■ **THE TASK**: Pull out every line of the records below that contains the string "green", matching case exactly.

——————————

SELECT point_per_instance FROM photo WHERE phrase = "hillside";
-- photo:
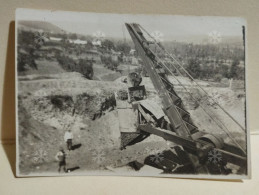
(39, 25)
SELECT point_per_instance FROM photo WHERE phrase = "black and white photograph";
(131, 95)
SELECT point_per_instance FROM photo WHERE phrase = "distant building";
(55, 39)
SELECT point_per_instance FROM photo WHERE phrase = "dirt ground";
(53, 103)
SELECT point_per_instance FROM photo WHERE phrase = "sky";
(112, 25)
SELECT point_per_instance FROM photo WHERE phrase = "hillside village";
(67, 80)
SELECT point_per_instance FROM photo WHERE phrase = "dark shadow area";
(73, 169)
(74, 147)
(8, 109)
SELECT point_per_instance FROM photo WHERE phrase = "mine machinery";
(191, 145)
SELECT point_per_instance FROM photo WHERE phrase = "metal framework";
(196, 143)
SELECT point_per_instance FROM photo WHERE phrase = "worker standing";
(61, 158)
(68, 137)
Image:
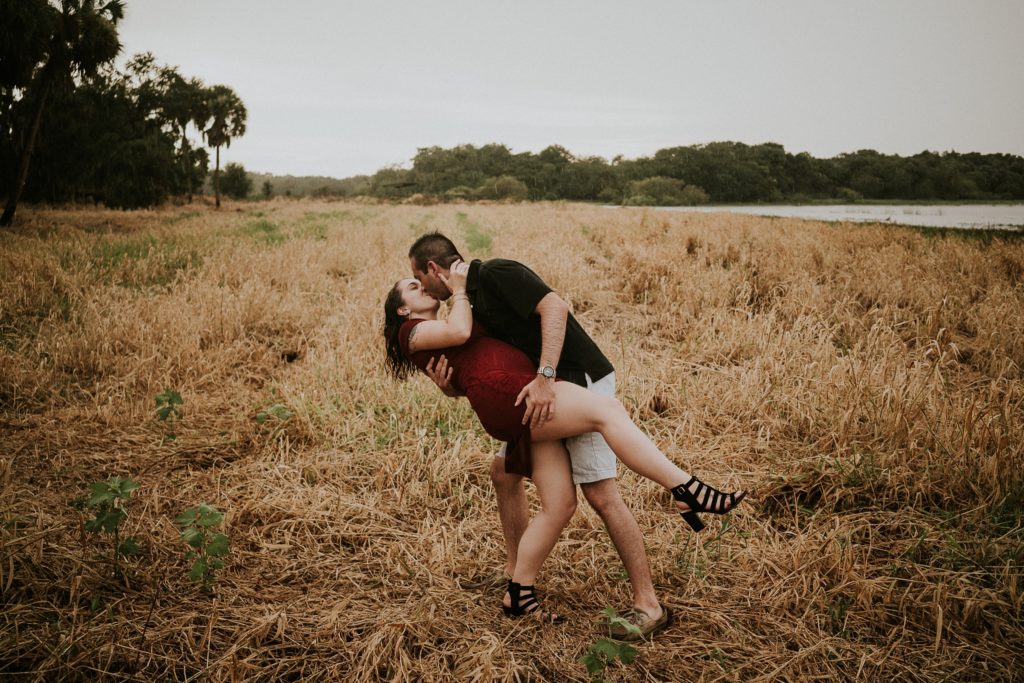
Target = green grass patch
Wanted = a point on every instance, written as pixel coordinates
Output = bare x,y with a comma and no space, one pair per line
477,239
181,217
264,231
143,261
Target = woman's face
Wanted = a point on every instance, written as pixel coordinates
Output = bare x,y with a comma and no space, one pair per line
416,299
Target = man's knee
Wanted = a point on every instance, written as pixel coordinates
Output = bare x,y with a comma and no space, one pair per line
602,495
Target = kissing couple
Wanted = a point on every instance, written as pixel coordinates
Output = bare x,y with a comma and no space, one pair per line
538,382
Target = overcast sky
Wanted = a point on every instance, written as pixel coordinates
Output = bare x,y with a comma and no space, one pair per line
342,88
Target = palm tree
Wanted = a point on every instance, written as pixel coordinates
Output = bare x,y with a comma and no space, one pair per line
226,121
184,103
84,37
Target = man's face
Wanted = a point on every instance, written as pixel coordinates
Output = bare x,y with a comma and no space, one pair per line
429,280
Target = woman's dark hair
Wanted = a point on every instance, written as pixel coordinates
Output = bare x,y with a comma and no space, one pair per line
433,247
397,363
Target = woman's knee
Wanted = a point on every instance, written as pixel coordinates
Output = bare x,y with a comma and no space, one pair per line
502,480
609,411
561,508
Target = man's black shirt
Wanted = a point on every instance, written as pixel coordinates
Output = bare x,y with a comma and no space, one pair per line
505,294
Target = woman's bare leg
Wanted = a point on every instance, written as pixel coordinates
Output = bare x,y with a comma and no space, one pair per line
553,478
579,411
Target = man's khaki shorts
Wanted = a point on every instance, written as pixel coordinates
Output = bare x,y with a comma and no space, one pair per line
591,456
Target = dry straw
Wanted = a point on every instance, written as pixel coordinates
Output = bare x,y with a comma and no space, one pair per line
864,381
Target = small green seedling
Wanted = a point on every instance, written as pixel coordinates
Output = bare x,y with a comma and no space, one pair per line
278,411
604,651
273,418
167,402
208,545
108,501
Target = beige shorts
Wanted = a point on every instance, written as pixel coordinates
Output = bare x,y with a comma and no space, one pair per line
590,455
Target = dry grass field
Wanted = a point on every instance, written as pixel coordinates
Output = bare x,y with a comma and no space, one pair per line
866,382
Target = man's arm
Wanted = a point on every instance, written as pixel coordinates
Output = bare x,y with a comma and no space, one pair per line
540,394
441,376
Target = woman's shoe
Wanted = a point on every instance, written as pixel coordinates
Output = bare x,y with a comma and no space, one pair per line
523,599
704,499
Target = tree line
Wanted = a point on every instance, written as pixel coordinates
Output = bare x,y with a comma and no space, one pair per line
720,172
75,128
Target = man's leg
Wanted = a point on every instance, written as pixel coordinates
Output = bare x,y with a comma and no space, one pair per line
604,498
594,469
513,510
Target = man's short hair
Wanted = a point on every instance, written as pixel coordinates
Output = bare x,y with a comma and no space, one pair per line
433,247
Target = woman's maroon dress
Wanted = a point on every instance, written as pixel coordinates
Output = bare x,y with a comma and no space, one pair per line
492,374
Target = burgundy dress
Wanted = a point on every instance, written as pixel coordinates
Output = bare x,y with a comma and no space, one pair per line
492,374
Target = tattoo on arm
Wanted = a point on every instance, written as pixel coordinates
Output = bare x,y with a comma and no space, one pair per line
409,340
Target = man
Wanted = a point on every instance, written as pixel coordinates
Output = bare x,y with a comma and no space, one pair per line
518,307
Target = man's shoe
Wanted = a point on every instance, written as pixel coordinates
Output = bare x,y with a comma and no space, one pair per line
647,626
495,580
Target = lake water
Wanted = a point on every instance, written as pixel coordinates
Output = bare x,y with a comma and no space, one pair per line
1004,216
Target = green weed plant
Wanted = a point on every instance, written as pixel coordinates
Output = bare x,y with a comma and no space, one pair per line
207,545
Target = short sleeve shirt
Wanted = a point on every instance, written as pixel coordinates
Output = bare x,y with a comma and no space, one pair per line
505,294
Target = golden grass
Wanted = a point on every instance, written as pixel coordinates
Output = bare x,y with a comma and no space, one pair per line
864,381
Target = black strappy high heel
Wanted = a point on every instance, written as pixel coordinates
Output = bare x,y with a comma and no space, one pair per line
705,499
524,602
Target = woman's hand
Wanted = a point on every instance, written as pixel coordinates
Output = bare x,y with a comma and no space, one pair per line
456,280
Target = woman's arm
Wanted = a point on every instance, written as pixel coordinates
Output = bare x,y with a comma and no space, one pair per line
457,329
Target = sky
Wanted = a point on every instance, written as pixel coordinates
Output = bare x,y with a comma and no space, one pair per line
341,88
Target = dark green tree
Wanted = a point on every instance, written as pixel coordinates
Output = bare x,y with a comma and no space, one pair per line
226,121
237,182
184,105
79,37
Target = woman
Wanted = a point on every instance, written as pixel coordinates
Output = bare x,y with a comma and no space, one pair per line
492,374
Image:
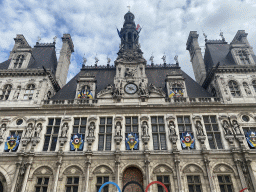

——————————

■ **EXERCISE SOLUTION**:
Target = green grass patch
Target = small green seedling
Target = green weed plant
Target = dark green tree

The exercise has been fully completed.